:: Excerpted records ::
____
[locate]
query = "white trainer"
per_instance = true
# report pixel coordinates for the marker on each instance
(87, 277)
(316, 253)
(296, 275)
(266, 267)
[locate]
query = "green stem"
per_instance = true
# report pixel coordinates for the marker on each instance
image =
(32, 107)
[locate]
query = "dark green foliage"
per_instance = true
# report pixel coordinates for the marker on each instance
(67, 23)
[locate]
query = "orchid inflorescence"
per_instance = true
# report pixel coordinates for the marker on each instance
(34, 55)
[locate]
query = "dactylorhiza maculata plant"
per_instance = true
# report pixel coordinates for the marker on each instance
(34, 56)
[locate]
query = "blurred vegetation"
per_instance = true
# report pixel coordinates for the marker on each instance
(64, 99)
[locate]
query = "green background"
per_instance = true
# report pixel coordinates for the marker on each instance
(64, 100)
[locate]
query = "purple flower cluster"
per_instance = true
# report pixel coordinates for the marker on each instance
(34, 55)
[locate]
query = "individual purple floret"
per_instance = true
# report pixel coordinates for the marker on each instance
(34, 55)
____
:: Exercise brief ::
All records are to be printed again, exactly and completely.

:: Task response ::
[locate]
query = "white trainer"
per_instance = true
# report pixel coordinates for the marker on each instance
(87, 277)
(316, 253)
(296, 275)
(266, 267)
[locate]
query = "green stem"
per_instance = true
# report pixel coordinates for the marker on each instance
image =
(32, 107)
[locate]
query = "dark green foliage"
per_instance = true
# report pixel coordinates for the marker on each instance
(67, 23)
[locate]
query = "orchid inflorescence"
per_instance = true
# report pixel coordinates for the marker on each instance
(34, 55)
[locate]
query = "dactylorhiza maculata plant"
per_instance = true
# report pixel coordinates for the marker on each instance
(34, 56)
[locate]
query = "blurred vegetation"
per_instance = true
# report pixel coordinates for the marker on each instance
(64, 99)
[locate]
query = "green background"
per_instance = true
# report pixel coordinates for the marker on each instance
(64, 100)
[locate]
query = "purple flower cluster"
per_instance = true
# report pixel coordinates for the marker on each instance
(34, 55)
[locate]
query = "individual purple floret"
per_instance = true
# report pixel coordinates for the marker on each instance
(34, 55)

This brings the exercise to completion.